TASK DATA —

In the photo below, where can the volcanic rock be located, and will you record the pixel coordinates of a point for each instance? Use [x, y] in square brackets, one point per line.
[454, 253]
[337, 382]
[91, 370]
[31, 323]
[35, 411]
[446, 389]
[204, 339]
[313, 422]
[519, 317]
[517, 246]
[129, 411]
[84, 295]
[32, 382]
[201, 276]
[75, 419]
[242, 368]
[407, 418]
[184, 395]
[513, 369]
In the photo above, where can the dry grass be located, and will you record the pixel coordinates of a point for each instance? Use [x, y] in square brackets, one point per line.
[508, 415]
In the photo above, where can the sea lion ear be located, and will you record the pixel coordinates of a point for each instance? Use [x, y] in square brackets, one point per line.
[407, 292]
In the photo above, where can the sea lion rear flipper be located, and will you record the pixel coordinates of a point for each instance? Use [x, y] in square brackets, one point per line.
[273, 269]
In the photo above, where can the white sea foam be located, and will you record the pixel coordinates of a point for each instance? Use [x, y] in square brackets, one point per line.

WHAT IS BEING ASKED — Copy every record precisely, omitting nothing.

ANSWER BELOW —
In the photo below, where can the volcanic rock be located, and will you record the pixel coordinates of a point for each instance? Use [x, y] in square brackets, one point per line.
[454, 253]
[337, 382]
[91, 370]
[31, 323]
[35, 411]
[446, 389]
[204, 339]
[313, 422]
[519, 317]
[517, 246]
[129, 411]
[84, 295]
[32, 382]
[201, 276]
[75, 419]
[242, 368]
[407, 418]
[184, 395]
[513, 369]
In the photo above, where can the dry grass be located, and will you record the pixel coordinates of a point for each instance? Use [x, y] in square brackets, one point per line.
[508, 415]
In the photo above, where can the sea lion ear be located, and will you record the pixel coordinates of a point for each instance? Use [x, y] in square brackets, one point per line.
[407, 292]
In the photo above, where can the sea lion rear flipper be located, and will you record the pixel coordinates of a point for each instance? Use [x, y] in square brackets, one point per line.
[273, 269]
In the photo above, where can the white sea foam be located, and will you record the pixel coordinates of a point for each instance? Use [x, y] in square brackets, one point per line.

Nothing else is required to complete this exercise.